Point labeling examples
((

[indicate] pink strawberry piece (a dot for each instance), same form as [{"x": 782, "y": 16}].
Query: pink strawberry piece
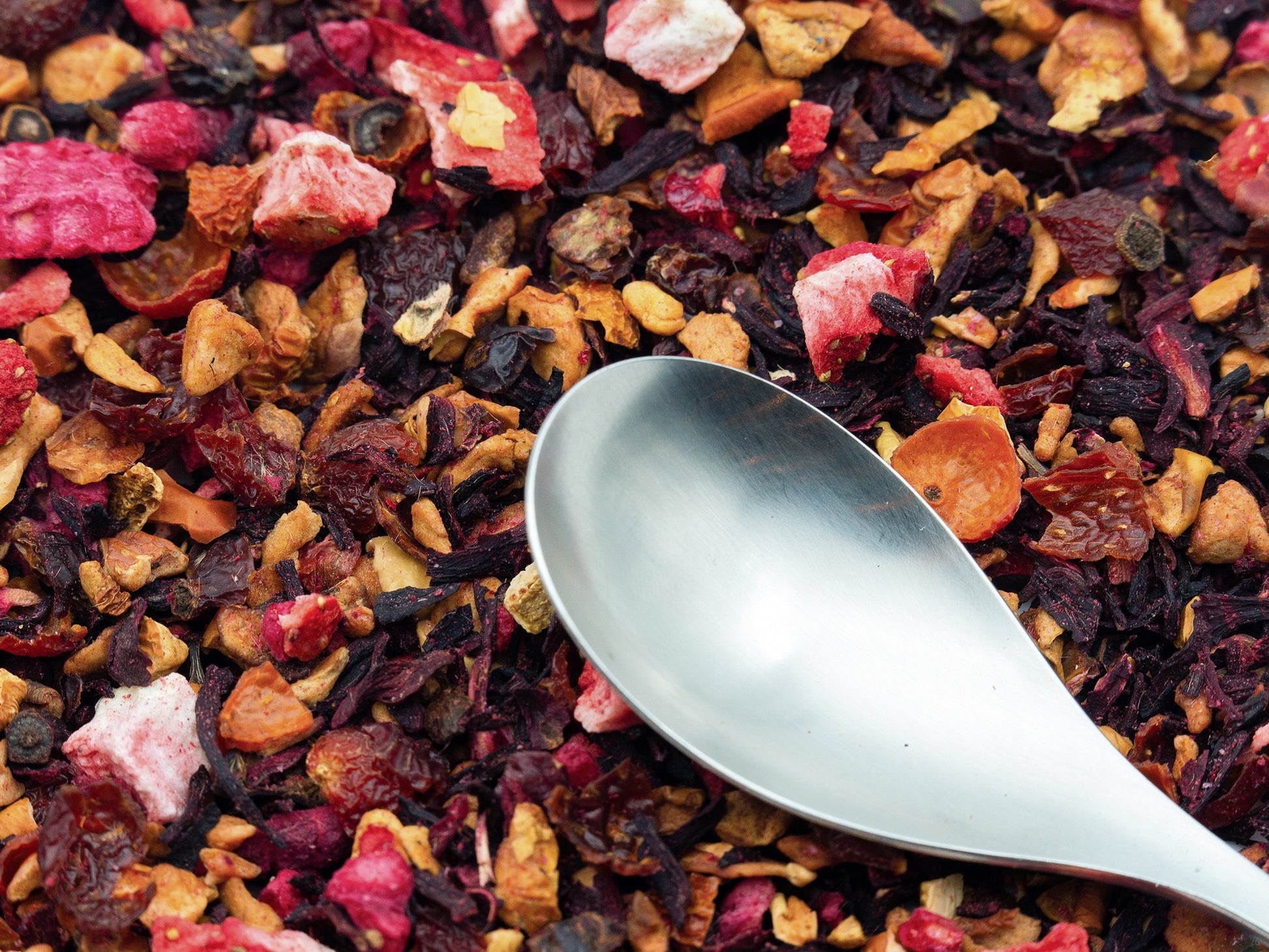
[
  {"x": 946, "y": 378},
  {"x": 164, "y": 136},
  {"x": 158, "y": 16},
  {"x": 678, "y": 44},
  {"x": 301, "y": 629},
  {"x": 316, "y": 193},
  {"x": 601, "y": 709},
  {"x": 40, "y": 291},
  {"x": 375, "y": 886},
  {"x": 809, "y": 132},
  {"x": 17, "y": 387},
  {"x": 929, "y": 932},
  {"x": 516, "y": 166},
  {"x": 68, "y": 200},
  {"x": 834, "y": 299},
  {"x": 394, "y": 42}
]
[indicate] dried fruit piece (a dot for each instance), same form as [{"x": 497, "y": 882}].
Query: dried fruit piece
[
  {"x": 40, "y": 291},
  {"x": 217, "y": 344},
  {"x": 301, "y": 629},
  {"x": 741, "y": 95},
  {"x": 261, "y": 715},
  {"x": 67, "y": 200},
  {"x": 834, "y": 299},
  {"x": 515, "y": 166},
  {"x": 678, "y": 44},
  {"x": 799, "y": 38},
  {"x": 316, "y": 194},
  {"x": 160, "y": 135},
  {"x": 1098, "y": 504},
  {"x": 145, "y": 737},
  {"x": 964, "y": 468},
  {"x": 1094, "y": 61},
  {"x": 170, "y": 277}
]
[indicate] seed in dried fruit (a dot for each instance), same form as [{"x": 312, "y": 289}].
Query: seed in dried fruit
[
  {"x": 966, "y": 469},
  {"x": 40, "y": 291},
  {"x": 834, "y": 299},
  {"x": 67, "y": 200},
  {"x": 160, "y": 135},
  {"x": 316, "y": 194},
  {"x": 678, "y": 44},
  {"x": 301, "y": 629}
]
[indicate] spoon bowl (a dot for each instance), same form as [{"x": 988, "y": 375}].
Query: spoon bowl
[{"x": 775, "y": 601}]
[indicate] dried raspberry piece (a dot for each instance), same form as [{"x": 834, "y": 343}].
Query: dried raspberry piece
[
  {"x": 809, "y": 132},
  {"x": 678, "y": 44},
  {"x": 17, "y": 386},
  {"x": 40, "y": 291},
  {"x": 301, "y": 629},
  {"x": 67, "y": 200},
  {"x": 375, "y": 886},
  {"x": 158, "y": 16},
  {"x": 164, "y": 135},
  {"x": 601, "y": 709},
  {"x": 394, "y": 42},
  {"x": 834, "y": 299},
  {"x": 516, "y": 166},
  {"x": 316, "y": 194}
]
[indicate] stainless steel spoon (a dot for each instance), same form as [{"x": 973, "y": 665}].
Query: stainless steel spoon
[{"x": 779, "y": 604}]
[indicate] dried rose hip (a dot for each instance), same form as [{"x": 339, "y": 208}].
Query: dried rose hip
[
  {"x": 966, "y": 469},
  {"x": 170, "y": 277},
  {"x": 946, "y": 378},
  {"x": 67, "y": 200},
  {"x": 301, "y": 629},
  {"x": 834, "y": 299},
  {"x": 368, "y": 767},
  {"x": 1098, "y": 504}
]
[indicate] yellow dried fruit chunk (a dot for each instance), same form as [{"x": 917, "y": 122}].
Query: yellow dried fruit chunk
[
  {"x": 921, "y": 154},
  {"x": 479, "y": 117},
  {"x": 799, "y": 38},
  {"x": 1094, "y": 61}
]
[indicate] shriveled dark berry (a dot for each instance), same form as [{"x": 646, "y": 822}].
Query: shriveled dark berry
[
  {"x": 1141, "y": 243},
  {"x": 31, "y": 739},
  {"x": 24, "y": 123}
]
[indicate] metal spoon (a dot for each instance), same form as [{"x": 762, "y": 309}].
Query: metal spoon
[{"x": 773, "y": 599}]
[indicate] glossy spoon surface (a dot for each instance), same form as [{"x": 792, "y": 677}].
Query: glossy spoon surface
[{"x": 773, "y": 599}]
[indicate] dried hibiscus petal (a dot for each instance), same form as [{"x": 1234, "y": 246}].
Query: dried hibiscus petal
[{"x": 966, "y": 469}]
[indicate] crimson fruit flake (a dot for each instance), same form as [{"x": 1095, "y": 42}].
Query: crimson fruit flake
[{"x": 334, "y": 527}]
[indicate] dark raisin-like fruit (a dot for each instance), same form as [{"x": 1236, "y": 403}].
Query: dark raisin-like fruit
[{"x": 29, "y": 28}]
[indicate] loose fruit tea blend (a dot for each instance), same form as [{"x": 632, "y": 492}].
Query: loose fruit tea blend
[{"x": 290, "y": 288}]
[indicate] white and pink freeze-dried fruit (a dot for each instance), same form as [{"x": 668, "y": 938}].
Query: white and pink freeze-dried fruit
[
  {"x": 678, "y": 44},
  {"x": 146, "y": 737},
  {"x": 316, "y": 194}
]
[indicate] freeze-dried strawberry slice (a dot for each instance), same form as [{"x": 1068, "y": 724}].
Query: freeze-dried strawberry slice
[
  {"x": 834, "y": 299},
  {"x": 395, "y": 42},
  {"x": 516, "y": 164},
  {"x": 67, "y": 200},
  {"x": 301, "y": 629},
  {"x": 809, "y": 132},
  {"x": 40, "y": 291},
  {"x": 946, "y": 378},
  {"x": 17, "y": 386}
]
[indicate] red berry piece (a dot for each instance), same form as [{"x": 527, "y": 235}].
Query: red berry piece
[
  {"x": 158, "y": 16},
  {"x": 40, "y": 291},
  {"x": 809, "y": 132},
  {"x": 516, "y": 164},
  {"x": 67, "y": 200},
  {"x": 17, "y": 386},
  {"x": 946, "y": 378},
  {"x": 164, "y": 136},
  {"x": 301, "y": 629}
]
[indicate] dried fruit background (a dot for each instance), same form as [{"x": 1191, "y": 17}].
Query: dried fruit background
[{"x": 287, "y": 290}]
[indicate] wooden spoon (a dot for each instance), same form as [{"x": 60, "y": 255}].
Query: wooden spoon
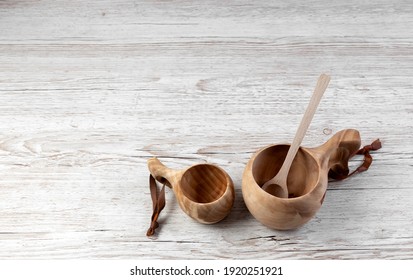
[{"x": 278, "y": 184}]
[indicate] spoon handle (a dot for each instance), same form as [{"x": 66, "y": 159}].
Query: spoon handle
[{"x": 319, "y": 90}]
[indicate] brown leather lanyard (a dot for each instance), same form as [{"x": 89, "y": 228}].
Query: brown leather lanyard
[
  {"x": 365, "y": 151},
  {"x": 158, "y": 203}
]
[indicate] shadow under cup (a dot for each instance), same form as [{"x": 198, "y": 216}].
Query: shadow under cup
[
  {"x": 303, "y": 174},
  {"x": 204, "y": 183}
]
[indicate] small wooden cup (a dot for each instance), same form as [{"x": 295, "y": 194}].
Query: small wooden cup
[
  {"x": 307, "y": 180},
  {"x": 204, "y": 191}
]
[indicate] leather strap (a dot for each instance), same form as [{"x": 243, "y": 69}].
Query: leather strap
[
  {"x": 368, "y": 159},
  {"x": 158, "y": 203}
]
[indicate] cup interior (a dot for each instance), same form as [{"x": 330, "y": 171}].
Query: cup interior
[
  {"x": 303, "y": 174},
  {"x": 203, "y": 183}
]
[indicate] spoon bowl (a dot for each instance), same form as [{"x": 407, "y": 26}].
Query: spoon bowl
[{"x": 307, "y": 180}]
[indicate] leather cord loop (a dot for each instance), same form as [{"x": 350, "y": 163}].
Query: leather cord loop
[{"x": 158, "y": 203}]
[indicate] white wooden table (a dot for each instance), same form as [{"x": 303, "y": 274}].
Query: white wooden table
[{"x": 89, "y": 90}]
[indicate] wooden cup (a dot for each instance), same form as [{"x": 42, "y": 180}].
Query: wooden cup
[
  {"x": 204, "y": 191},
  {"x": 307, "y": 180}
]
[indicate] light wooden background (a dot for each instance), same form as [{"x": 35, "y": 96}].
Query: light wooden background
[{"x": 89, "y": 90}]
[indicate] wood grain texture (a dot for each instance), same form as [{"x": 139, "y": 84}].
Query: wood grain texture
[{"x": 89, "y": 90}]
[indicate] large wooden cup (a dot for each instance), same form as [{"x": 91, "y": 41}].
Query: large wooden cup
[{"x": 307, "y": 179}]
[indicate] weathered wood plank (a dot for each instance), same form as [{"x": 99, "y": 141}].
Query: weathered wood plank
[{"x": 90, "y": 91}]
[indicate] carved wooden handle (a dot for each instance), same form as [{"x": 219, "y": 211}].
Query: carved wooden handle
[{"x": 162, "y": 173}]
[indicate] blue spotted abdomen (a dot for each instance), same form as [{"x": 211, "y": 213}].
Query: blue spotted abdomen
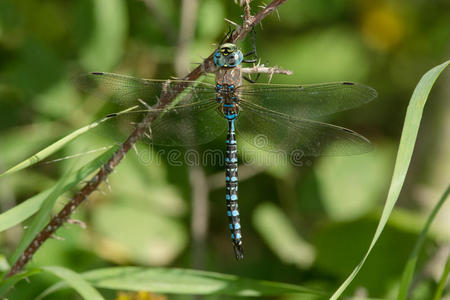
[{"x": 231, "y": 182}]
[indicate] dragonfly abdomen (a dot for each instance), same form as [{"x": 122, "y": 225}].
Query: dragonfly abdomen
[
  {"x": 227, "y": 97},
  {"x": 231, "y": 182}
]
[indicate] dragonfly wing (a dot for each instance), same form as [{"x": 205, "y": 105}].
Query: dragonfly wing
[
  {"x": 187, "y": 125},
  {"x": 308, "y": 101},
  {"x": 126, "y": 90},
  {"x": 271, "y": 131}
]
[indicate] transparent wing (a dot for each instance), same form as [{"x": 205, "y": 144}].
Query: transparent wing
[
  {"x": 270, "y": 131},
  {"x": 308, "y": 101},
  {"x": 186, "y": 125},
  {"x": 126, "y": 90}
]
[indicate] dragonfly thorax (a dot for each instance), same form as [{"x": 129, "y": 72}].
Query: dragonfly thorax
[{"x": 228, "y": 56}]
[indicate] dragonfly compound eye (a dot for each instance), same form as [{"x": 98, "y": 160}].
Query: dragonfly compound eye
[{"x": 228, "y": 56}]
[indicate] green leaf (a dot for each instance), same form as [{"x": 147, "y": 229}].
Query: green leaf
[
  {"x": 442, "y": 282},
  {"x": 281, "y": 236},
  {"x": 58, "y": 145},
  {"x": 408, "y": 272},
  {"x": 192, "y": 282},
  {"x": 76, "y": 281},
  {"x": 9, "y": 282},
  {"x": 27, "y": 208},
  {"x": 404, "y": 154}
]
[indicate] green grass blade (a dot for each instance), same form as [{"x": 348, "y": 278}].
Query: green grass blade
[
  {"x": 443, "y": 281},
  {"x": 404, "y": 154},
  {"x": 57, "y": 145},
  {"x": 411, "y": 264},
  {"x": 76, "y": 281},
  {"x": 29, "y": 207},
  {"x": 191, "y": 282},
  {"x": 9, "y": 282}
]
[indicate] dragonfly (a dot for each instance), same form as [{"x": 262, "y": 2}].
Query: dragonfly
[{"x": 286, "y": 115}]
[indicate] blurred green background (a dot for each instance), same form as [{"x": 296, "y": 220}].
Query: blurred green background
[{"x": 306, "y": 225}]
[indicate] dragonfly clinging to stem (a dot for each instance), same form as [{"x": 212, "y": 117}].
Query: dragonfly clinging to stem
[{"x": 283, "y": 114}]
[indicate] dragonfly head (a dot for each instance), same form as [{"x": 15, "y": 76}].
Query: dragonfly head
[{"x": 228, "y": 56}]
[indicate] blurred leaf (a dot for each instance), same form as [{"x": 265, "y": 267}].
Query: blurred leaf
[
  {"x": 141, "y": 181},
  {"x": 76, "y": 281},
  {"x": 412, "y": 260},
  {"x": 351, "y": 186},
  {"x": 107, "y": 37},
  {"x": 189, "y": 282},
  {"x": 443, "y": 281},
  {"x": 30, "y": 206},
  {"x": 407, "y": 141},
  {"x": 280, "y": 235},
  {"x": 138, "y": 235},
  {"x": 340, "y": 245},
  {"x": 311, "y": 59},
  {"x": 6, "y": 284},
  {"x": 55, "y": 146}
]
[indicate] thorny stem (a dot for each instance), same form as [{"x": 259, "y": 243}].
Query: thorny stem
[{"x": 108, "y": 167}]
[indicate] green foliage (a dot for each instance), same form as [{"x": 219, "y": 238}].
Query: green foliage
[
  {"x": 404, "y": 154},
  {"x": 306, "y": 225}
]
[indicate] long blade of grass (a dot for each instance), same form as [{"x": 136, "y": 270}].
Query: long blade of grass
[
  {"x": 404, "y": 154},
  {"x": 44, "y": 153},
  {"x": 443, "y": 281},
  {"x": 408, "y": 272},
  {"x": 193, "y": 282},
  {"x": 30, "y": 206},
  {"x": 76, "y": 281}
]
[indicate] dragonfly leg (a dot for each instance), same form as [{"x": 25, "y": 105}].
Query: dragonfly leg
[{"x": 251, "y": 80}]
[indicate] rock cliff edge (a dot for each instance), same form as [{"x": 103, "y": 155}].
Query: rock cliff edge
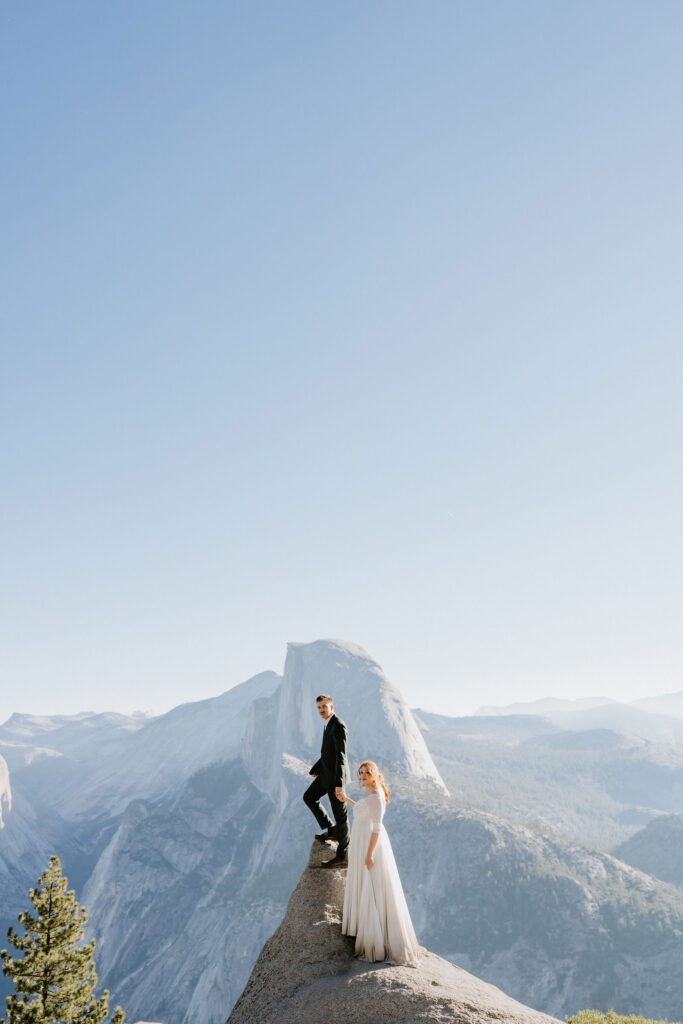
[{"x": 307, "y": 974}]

))

Reproduce the lines from the line with "[indicate] thorny stem" through the last line of the entries exactly, including both ends and excluding pictures.

[indicate] thorny stem (a dot for each instance), same form as [{"x": 259, "y": 243}].
Query: thorny stem
[{"x": 108, "y": 167}]
[indicate] green foliage (a dot for each instance), same form as [{"x": 219, "y": 238}].
Query: green foliage
[
  {"x": 404, "y": 154},
  {"x": 306, "y": 225}
]
[indicate] long blade of grass (a dot for each instance), same form as [{"x": 136, "y": 270}].
Query: long blade of grass
[
  {"x": 404, "y": 154},
  {"x": 44, "y": 153},
  {"x": 443, "y": 281},
  {"x": 408, "y": 272},
  {"x": 193, "y": 282},
  {"x": 30, "y": 206},
  {"x": 76, "y": 281}
]
[indicate] dragonfly leg (a dot for each instance), same form as [{"x": 25, "y": 105}].
Query: dragonfly leg
[{"x": 251, "y": 80}]
[indicate] rock cliff edge (a dot for each instance), same form as [{"x": 103, "y": 155}].
Query: rock cliff edge
[{"x": 307, "y": 974}]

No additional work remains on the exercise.